Data provided:
====

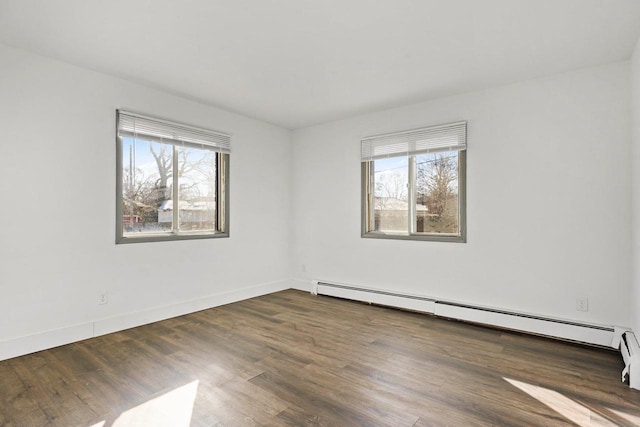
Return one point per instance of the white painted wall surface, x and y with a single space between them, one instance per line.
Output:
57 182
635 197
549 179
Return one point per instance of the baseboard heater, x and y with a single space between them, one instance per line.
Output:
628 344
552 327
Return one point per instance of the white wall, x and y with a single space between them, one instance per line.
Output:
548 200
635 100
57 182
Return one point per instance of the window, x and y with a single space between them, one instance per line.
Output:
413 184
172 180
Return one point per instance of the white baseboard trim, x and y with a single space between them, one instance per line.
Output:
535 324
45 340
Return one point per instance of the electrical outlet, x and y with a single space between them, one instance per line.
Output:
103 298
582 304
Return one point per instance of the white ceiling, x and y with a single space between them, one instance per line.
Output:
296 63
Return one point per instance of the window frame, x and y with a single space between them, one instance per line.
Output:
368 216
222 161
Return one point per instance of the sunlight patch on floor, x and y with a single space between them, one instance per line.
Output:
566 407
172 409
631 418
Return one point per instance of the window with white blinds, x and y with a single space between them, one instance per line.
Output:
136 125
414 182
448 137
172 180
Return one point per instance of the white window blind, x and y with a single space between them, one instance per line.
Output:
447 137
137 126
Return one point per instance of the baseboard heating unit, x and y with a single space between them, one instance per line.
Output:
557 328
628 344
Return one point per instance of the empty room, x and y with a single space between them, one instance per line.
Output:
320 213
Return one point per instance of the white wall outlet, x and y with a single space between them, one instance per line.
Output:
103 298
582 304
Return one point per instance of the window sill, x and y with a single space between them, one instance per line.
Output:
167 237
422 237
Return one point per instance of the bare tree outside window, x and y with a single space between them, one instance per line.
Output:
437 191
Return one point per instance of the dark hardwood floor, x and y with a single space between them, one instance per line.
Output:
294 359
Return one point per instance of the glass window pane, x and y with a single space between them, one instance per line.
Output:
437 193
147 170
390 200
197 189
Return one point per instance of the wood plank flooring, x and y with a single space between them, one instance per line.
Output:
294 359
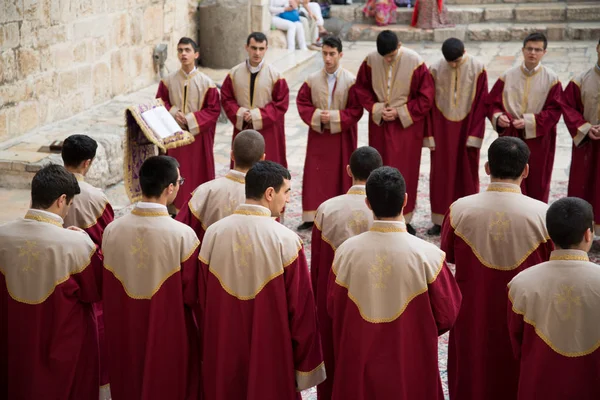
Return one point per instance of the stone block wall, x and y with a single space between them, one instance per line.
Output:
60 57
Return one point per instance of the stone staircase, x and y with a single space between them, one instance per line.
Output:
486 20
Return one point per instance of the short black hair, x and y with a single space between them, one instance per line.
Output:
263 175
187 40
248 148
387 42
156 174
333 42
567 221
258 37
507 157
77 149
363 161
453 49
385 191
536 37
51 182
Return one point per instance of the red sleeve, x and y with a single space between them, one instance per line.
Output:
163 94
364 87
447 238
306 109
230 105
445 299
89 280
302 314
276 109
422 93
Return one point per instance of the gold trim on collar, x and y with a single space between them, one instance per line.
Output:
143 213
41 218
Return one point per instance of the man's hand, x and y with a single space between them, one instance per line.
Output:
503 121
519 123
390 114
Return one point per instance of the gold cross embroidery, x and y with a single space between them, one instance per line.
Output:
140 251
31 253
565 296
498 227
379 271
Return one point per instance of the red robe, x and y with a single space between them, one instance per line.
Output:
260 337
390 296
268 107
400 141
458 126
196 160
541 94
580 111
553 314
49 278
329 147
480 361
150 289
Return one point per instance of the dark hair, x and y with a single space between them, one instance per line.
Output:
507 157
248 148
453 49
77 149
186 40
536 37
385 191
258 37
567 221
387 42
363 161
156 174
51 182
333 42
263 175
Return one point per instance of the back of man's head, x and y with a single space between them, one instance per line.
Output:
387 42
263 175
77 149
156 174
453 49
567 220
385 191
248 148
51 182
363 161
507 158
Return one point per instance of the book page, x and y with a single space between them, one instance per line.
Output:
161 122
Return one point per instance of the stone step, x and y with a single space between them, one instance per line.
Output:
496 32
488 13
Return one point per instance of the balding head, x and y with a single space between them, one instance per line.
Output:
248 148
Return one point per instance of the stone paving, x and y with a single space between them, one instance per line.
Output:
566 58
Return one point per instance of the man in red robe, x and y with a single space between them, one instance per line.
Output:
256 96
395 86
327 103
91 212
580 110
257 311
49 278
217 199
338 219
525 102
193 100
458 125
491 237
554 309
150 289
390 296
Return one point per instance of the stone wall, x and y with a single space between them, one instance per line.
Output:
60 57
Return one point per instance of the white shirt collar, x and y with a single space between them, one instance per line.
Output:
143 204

====

Set exercise:
Give back, unchanged, every line from the one with "Return one point per instance of the gold cross" to the end of the entries above.

Task response:
Return one point per instance of the gold cross embroidery, x and y with a single space between them, one instance per line.
Output:
140 251
31 253
565 296
498 227
379 271
Return one point per instance of the red robe, x and y with a single space between them, one instance per line.
Output:
260 337
390 296
268 107
400 141
458 126
196 160
541 94
580 111
553 314
49 278
329 147
480 361
150 289
Return one point per instance of the dark hair, x and y with a single space between them, one instance per line.
Output:
507 157
248 148
453 49
77 149
186 40
536 37
385 191
258 37
567 221
387 42
363 161
156 174
51 182
333 42
263 175
Return one point per instance of the back of man's head, x and y with a single space between them, one instance per line.
Output:
387 42
263 175
77 149
156 174
453 49
567 220
385 191
248 148
51 182
363 161
507 158
Return one point per instance of the book page, x and y with a single space between them, one instance per line.
Output:
161 122
Return one point per instance of the stone step, x and y with a single space between them, one instance per line.
Output:
496 32
488 13
Return one point per instance of the balding head, x and y with a single space between them, one instance per line.
Output:
248 148
Return one point per instance of the stone paving, x and y with a single space between them, one instance per line.
Output:
566 58
Return one point per instance of the man in red robe, x and y with a single space between them, one instance per line.
Output:
256 96
395 86
327 103
91 212
580 110
257 311
49 278
217 199
338 219
525 102
193 100
458 125
491 237
554 309
150 289
390 296
Return one point per instance of the stone wall, x and y with a single space between them, one instance per line.
Output:
60 57
Return one point per instance of the white shirt collar, x and y with a single space between them, one instance per line.
Output:
143 204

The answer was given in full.